STATED TASK
Your task is to write out the complete listing exactly as it is shown.
------ DATASET EXTRACT ------
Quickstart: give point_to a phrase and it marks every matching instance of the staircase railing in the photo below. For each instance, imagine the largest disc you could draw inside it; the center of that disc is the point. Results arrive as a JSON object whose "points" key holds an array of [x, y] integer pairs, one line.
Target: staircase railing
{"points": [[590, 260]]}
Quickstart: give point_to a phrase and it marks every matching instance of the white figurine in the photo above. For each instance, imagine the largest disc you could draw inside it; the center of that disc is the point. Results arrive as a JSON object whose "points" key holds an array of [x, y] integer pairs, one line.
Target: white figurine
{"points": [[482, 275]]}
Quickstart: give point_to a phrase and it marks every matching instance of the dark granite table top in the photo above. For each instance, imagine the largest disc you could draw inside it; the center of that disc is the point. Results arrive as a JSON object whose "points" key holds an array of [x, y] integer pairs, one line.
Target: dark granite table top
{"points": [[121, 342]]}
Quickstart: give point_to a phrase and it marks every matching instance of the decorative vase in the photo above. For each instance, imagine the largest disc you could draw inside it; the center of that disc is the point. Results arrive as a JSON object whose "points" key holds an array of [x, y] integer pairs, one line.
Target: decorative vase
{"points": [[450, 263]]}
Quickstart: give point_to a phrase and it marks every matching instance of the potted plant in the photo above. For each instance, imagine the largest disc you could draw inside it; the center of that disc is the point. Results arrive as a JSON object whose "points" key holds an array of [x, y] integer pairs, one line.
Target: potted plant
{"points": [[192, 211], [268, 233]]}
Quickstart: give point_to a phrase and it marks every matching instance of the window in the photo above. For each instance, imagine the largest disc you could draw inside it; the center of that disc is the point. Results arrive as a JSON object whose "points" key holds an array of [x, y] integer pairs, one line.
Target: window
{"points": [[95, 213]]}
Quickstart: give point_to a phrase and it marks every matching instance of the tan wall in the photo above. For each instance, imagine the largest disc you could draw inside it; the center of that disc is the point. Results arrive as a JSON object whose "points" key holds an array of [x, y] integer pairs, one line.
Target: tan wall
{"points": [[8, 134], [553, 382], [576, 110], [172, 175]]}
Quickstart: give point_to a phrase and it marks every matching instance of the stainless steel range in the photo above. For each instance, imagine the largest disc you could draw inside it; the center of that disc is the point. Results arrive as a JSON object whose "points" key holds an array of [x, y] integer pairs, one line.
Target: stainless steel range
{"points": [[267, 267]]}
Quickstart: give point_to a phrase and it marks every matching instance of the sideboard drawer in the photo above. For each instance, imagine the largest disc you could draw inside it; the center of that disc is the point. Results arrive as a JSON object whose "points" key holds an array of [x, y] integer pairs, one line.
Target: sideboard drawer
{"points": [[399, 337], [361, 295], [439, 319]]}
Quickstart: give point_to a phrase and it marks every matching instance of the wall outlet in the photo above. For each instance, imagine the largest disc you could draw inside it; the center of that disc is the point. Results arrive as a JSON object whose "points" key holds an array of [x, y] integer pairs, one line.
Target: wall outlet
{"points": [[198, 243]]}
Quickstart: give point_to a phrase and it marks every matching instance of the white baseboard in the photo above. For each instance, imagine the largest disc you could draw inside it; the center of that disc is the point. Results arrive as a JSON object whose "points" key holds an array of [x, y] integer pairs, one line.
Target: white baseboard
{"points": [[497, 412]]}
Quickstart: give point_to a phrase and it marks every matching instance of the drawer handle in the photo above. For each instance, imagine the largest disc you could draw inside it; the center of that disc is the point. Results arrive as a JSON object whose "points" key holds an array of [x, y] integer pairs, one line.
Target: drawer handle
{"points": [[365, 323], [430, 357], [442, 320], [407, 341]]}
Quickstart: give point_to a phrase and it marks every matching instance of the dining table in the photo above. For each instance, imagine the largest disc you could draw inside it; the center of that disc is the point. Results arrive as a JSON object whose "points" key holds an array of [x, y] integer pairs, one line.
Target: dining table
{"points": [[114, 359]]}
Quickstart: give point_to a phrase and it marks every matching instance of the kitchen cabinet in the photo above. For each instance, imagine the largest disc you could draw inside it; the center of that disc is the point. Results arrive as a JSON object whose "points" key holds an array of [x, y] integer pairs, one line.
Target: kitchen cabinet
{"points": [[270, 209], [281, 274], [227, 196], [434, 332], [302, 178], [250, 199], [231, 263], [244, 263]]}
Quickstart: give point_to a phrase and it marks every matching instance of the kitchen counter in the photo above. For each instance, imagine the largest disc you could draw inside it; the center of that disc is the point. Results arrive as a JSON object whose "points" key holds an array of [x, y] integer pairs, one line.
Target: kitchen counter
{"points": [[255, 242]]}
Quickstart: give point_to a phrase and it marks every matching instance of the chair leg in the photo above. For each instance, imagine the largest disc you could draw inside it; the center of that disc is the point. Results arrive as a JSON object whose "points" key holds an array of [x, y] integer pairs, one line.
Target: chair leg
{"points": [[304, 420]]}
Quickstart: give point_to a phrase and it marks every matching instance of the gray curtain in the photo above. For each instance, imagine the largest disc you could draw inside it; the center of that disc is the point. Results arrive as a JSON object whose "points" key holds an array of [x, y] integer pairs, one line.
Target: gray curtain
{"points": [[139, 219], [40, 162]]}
------
RESULT OF THIS TASK
Quickstart: give point_to a phrase and it marks every matching instance of the staircase railing in the photo below. For each instance, imagine the largest disc you could draw inside it; the center of that disc is the point. Results arrive as a JSON object whose "points" key holds an array of [x, y] integer pairs, one line.
Target: staircase railing
{"points": [[590, 260]]}
Quickstart: give point_to a phrase and it marks every matching instance of the white figurine in the photo above. For each instance, imagine the largest disc you could draw inside it; the center of that disc is the point. Results arrive as a JSON object whose "points" key holds an array of [x, y] integer pairs, one line.
Target: white figurine
{"points": [[482, 275]]}
Quickstart: give point_to a phrase and it marks every matching instance of the dark granite table top in the photo above. For each instance, imagine the largest disc you could draw inside it; the center of that disc is the point. Results arrive as a JSON object whose "points" key holds an array of [x, y] integer pairs, one line.
Target: dark granite table top
{"points": [[121, 342]]}
Quickstart: give point_to a phrase and it marks every matching instance of the decorative vase in the photo above. For each instance, imagine the largest disc you could draw inside it; the center of that disc is the point. Results arrive as a JSON object whose "points" key holds an array of [x, y] integer pairs, one line.
Target: decorative vase
{"points": [[450, 263]]}
Quickstart: give point_to a phrase and it marks every matching instance of the potted plant in the photo above. For each instance, imagine the largest disc you could draw inside it; the center of that disc is the point. Results arrive as a JSON object whose "points" key holds an array of [x, y] integer pairs, one line.
Target: potted plant
{"points": [[192, 211], [268, 233]]}
Quickstart: give point_to a phrase and it marks every matching instance of the window in the photo above. For each instance, imagine the largest disc you could draw inside it; the center of that disc is the point. Results arrive as a JSON object whose "points" key holds an array of [x, y] integer pairs, one line.
Target: window
{"points": [[95, 213]]}
Quickstart: give point_to a phrase and it marks every matching instance of the tan wall in the photo above. For each instance, imagine the largest disc you could draw inside it; the center of that disc is the point. Results arrive as a JSON object whose "points" key holds an array of [x, y] integer pairs, one line.
Target: tan wall
{"points": [[8, 134], [553, 382], [576, 110], [172, 175]]}
Quickstart: give point_to a phrase and it marks every matching instance of the stainless steel range in the photo above. For each instance, imagine the largest disc you could draw inside it; the center of that disc is the point. Results arrive as a JSON object whose "points" key holds an array of [x, y] integer pairs, one line.
Target: stainless steel range
{"points": [[267, 267]]}
Quickstart: give point_to a phrase and it marks every matching instance of the sideboard drawer in the photo above. For each instance, imagine the largest disc you could draw inside it; the center of that disc is the point. Results arrive as a JSON object whose "points" key holds an array of [x, y] integer pairs, one line.
Target: sideboard drawer
{"points": [[399, 337], [361, 295], [439, 319]]}
Quickstart: give point_to a phrase and it marks every matching instance of the wall outlet in the photo above. For each instance, imagine the largest disc you could draw inside it; the center of that disc is the point. Results arrive as a JSON object whose "points" key holds an array of [x, y] integer pairs, one line.
Target: wall outlet
{"points": [[198, 243]]}
Quickstart: give point_to a phrase and it marks every matching instance of the white baseboard in the photo above. For each instance, imagine the largest disc you could draw inside it; the center of that disc is the point. Results arrive as a JSON object whose "points" key holds an array of [x, y] integer pairs, one line.
Target: white baseboard
{"points": [[497, 412]]}
Quickstart: give point_to a phrase and it marks every matching instance of the drawer handle in the photo above. For each instance, imagine the largest disc you could draw inside it; the center of that disc is the point. Results arrive as a JSON object whose "points" key holds an array of [x, y] integer pairs, one line.
Target: drawer handle
{"points": [[365, 323], [430, 357], [442, 320], [407, 341]]}
Quickstart: give point_to a phrase and it marks every matching instance of the dining table in the photo above. For each instance, imagine the largest disc you could draw inside it; the center of that disc is the point. Results arrive as a JSON object whose "points" key holds an array of [x, y] integer pairs, one line.
Target: dining table
{"points": [[114, 359]]}
Quickstart: give point_to a phrase and it marks every matching instance of the kitchen cabinet in the photo above. For each instance, imagine the largest disc you could draw inside it; the center of that disc is the point. Results arrive as a JSON object whose "points" key holds an array of [x, y] integer pairs, one line.
Target: kitchen cabinet
{"points": [[270, 209], [281, 274], [227, 196], [434, 332], [302, 178], [250, 199], [231, 263], [244, 263]]}
Quickstart: give point_to a phrase and it marks every matching instance of the kitchen counter in the photo above. For each instance, imagine the largest disc you could draw inside it; the center of that disc is the point. Results arrive as a JSON object whose "points" key holds an array of [x, y] integer pairs, one line.
Target: kitchen counter
{"points": [[255, 242]]}
Quickstart: give point_to a phrase and it marks every matching instance of the chair leg in the photo above. For each instance, imagine the largest disc you could draw inside it; the center of that disc is the point. Results arrive as a JSON object whose "points" key holds an array of [x, y] integer pairs, one line.
Target: chair leg
{"points": [[304, 420]]}
Quickstart: give point_to a phrase and it marks every matching instance of the gray curtain in the photo above. For each instance, imagine the largest disc you could draw inside it; the center of that disc is the point. Results arrive as a JSON object whose "points" key holds an array of [x, y] integer pairs, one line.
Target: gray curtain
{"points": [[139, 219], [40, 162]]}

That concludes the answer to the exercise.